◆ **Excerpted data**:

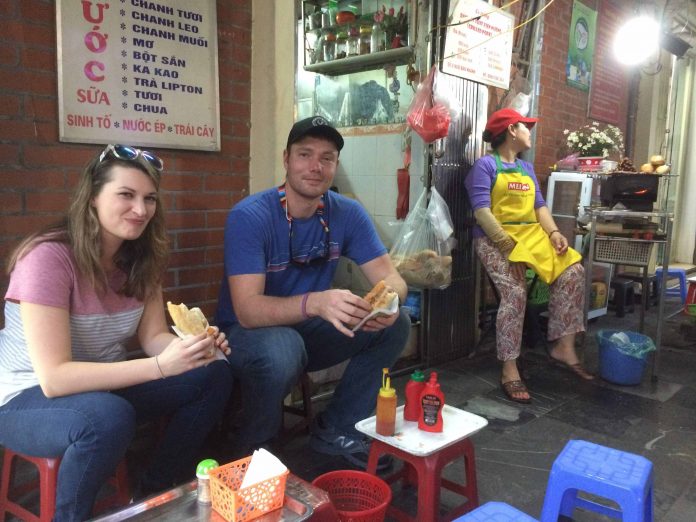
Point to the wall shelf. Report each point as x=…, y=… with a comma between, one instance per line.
x=363, y=62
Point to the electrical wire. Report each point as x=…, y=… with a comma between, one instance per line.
x=496, y=35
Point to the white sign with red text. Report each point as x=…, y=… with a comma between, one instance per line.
x=479, y=48
x=139, y=72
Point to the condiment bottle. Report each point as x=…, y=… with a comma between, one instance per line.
x=365, y=39
x=412, y=393
x=377, y=39
x=386, y=406
x=202, y=474
x=432, y=401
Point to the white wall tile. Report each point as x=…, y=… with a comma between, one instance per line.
x=386, y=194
x=364, y=190
x=365, y=154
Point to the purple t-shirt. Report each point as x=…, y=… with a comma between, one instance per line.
x=479, y=184
x=100, y=323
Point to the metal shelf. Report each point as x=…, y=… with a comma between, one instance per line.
x=363, y=62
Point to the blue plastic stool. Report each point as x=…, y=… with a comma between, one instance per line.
x=623, y=477
x=495, y=512
x=680, y=274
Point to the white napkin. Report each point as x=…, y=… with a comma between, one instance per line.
x=388, y=310
x=263, y=465
x=218, y=352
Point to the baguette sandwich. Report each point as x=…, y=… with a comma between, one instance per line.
x=381, y=296
x=189, y=322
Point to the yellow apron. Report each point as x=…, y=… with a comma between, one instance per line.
x=512, y=204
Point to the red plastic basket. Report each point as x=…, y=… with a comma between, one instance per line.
x=356, y=495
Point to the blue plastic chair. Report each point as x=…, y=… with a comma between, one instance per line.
x=622, y=477
x=495, y=512
x=680, y=274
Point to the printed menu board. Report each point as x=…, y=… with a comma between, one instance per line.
x=139, y=72
x=479, y=46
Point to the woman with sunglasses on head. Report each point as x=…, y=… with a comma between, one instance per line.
x=515, y=230
x=78, y=291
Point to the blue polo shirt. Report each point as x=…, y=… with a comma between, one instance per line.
x=257, y=241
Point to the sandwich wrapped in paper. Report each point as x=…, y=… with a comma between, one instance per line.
x=383, y=300
x=190, y=321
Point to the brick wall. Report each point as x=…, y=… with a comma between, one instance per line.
x=561, y=106
x=38, y=173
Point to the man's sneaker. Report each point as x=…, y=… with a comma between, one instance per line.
x=354, y=448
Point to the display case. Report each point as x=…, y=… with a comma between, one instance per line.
x=340, y=37
x=627, y=237
x=567, y=196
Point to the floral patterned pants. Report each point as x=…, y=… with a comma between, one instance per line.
x=566, y=301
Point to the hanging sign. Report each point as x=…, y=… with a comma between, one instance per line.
x=581, y=37
x=480, y=47
x=139, y=72
x=609, y=83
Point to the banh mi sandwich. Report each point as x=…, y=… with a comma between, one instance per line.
x=189, y=322
x=381, y=296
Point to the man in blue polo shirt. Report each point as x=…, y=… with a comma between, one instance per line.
x=282, y=317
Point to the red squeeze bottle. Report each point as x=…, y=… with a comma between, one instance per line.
x=414, y=387
x=432, y=401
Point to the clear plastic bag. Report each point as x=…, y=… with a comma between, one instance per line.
x=632, y=344
x=430, y=118
x=422, y=254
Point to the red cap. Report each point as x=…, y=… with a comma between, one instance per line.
x=500, y=120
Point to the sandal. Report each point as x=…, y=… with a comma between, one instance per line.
x=512, y=387
x=576, y=368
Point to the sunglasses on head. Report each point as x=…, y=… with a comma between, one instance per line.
x=131, y=153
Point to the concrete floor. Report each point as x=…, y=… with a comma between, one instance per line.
x=514, y=453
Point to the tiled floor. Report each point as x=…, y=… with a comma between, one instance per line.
x=514, y=453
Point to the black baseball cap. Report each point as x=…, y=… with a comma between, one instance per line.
x=314, y=126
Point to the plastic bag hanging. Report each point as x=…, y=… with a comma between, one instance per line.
x=428, y=117
x=422, y=253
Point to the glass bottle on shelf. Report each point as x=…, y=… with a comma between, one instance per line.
x=341, y=45
x=329, y=47
x=377, y=38
x=365, y=39
x=353, y=44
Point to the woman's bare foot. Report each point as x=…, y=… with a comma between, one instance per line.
x=512, y=383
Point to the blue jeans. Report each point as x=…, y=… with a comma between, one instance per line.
x=91, y=431
x=269, y=361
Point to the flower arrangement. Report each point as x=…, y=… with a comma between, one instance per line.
x=393, y=22
x=593, y=140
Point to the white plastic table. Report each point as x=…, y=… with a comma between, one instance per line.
x=457, y=425
x=425, y=454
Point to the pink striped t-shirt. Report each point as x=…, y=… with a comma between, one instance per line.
x=100, y=323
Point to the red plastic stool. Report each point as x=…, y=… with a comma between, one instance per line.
x=47, y=479
x=426, y=474
x=690, y=294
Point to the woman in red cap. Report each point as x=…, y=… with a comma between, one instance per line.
x=514, y=231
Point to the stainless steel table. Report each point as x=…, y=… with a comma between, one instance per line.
x=181, y=504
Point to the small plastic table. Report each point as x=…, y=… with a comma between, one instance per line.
x=425, y=454
x=302, y=502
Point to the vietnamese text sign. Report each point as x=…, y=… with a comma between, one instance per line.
x=609, y=82
x=581, y=37
x=480, y=49
x=138, y=72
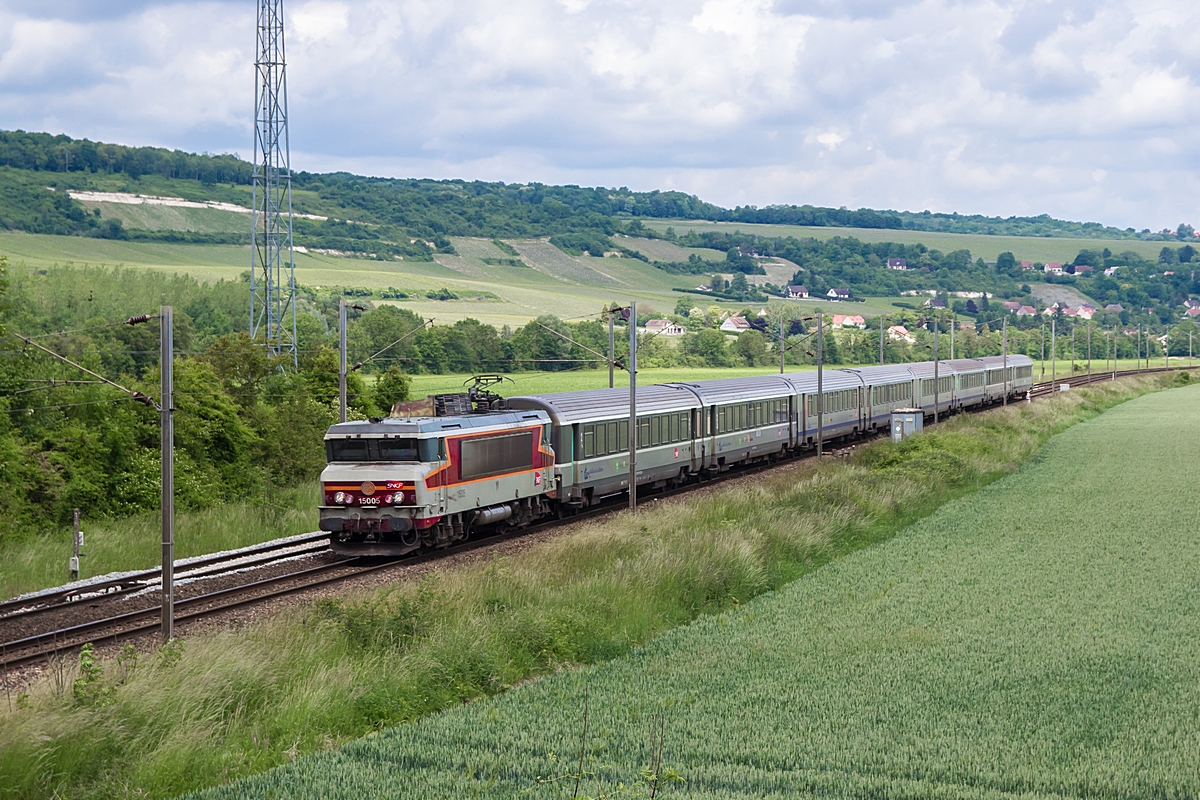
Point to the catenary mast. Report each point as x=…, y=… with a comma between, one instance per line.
x=273, y=312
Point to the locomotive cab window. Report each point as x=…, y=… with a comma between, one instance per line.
x=365, y=450
x=496, y=455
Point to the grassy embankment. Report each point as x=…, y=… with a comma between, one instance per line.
x=239, y=702
x=1037, y=639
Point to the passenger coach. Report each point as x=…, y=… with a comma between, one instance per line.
x=394, y=486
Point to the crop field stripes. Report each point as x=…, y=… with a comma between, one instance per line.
x=53, y=642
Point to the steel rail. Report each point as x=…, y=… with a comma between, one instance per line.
x=138, y=581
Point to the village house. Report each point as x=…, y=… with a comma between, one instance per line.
x=665, y=328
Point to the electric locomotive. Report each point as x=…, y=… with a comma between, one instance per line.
x=396, y=485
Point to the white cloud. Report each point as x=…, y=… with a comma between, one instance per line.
x=981, y=106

◆ **What to do**:
Copy the records exactly, minus any pictures.

◆ **Task output**:
Point to the wall shelf. Report each point as x=…, y=… with a comma between, one instance per line.
x=363, y=62
Point to the electrical wire. Report each point as x=…, y=… with a comma between, one instance per line.
x=496, y=35
Point to the white sign with red text. Report each point as x=…, y=… with a comma between, one instance per line.
x=479, y=48
x=139, y=72
Point to the condiment bottle. Report each point as x=…, y=… with a comma between, one instance per line.
x=365, y=39
x=412, y=393
x=377, y=39
x=386, y=406
x=202, y=474
x=432, y=401
Point to the white wall tile. Report each point as x=…, y=… with a comma between, one instance per line.
x=386, y=194
x=364, y=190
x=365, y=154
Point to the purple t-shirt. Report each point as x=…, y=… with a comma between, one instance per line.
x=479, y=184
x=100, y=323
Point to the metal shelf. Report each point as x=…, y=… with a comma between, one instance per line.
x=363, y=62
Point to the blue plastic stool. Report each point as x=…, y=… with a comma between, one instance per line.
x=623, y=477
x=495, y=512
x=680, y=274
Point to the white napkin. Report each point as x=…, y=… with a comma between, one instance per line.
x=388, y=310
x=263, y=465
x=218, y=352
Point to the baguette sandwich. Report each point as x=…, y=… with a comma between, one instance per line.
x=381, y=296
x=189, y=322
Point to the yellow apron. Report each point as x=…, y=… with a comma between, one instance per line.
x=512, y=204
Point to the red plastic basket. Report each point as x=…, y=… with a comma between, one instance per line.
x=356, y=495
Point to the blue plastic chair. Report each point as x=…, y=… with a comma between, one instance per line.
x=622, y=477
x=495, y=512
x=680, y=274
Point to the printed menu board. Report each point as x=…, y=… with a comma between, one instance per line.
x=139, y=72
x=479, y=46
Point to the woman with sunglasses on head. Report each point as x=…, y=… with a comma between, one instance per line.
x=515, y=230
x=78, y=291
Point to the blue polo shirt. Report each point as x=…, y=… with a comma between, one instance per line.
x=257, y=241
Point to the sandwich wrapped in paper. Report each point as x=…, y=… with a comma between, one instance per line.
x=383, y=300
x=190, y=321
Point to the brick wall. Report each point as x=…, y=… with a comma between, one instance per line.
x=561, y=106
x=38, y=173
Point to the man's sneaker. Report each point as x=…, y=… with a comma between, one instance per line.
x=354, y=448
Point to the display case. Report each point as x=…, y=… with a comma between, one instance per line.
x=340, y=37
x=627, y=237
x=567, y=196
Point to the floral patterned pants. Report each point as x=…, y=… with a comma between, one instance per line.
x=566, y=301
Point to the hanging sign. Report each point as x=…, y=… with a comma between, one instance per line.
x=581, y=37
x=480, y=47
x=139, y=72
x=609, y=83
Point to the banh mi sandwich. Report each point as x=…, y=… with a comma between, one instance per line.
x=189, y=322
x=381, y=296
Point to the man in blue polo shirt. Report each point as x=…, y=… with a comma between, one instance per line.
x=282, y=317
Point to the red squeeze bottle. Report each point as x=…, y=… with a comma between, one instance per line.
x=414, y=387
x=432, y=401
Point to the clear plastic bag. Report each point as x=…, y=… with a comma between, one instance per line.
x=632, y=344
x=430, y=118
x=422, y=254
Point to the red cap. Report each point as x=…, y=… with a comma between, one instance per line.
x=500, y=120
Point to the sandal. Report each point as x=…, y=… with a comma between, one instance per line.
x=512, y=387
x=576, y=368
Point to the sunglasses on head. Report each point as x=…, y=… with a comma between, one instance per line.
x=131, y=153
Point to the concrete floor. Report each point as x=…, y=… with a comma between, one instance per line.
x=514, y=453
Point to the tiled floor. Report each point as x=…, y=… with a comma between, one instance per line.
x=514, y=453
Point to the black baseball cap. Report each point as x=…, y=… with a comma between, one instance per line.
x=314, y=126
Point to the plastic bag hanging. Report each point as x=…, y=… with a comma between, one instance per line.
x=428, y=117
x=422, y=253
Point to the glass bottle on shelf. Report each point as x=…, y=… with a comma between, one instance per line.
x=341, y=45
x=329, y=47
x=377, y=38
x=365, y=39
x=353, y=44
Point to the woman's bare foot. Report each point as x=…, y=… with a comma between, one instance per line.
x=512, y=383
Point to the blue jeans. Report each point as x=…, y=… with a comma between, one instance per line.
x=91, y=431
x=269, y=361
Point to the flower arrangement. Report each point as x=…, y=… with a comma between, one instance per line.
x=393, y=22
x=593, y=140
Point to the white plastic table. Report each point as x=…, y=… with a comma between, one instance per line.
x=457, y=425
x=425, y=454
Point to the pink striped t-shirt. Report each point as x=…, y=… with a comma between, one instance per line.
x=100, y=323
Point to the red plastic stool. Report each point as x=…, y=… with a comma between, one instance per line.
x=47, y=479
x=426, y=474
x=690, y=294
Point to the woman in red cap. Report each point as x=…, y=… with a comma between, one instance per line.
x=514, y=231
Point to the stainless steel table. Report each point as x=…, y=… with a comma between, one instance per line.
x=181, y=504
Point to the small plastic table. Report each point as x=…, y=… with a comma between, one instance per line.
x=425, y=454
x=302, y=502
Point to the vietnamese text sign. Report each point as x=…, y=… with a comma between, one instance per line.
x=609, y=82
x=581, y=37
x=480, y=49
x=138, y=72
Point to the catenary mast. Report each point as x=…, y=… with a comma between, one instance per line.
x=273, y=312
Point to the locomotive cab window. Report each point as x=…, y=… with a comma between, one instance per line.
x=365, y=450
x=496, y=455
Point to the grassy embankment. Report each point as x=…, y=… with a comma between, one instance per line.
x=239, y=702
x=1037, y=639
Point to the passenger coach. Report each point as x=…, y=… with a comma between, one instance per line.
x=394, y=486
Point to the crop field stripes. Report each point as x=…, y=… with a comma between, one instance per line.
x=53, y=642
Point to the steel rail. Report each point as x=…, y=… with a comma between, one instance per line.
x=138, y=581
Point to the village house. Report each point as x=…, y=… with a comma between, one instance per line.
x=665, y=328
Point to the electric locomotive. Report each point as x=…, y=… with a comma between, one instance per line.
x=396, y=485
Point to the white cloud. Report each point as x=…, y=… with a comma between, one instance per line.
x=981, y=106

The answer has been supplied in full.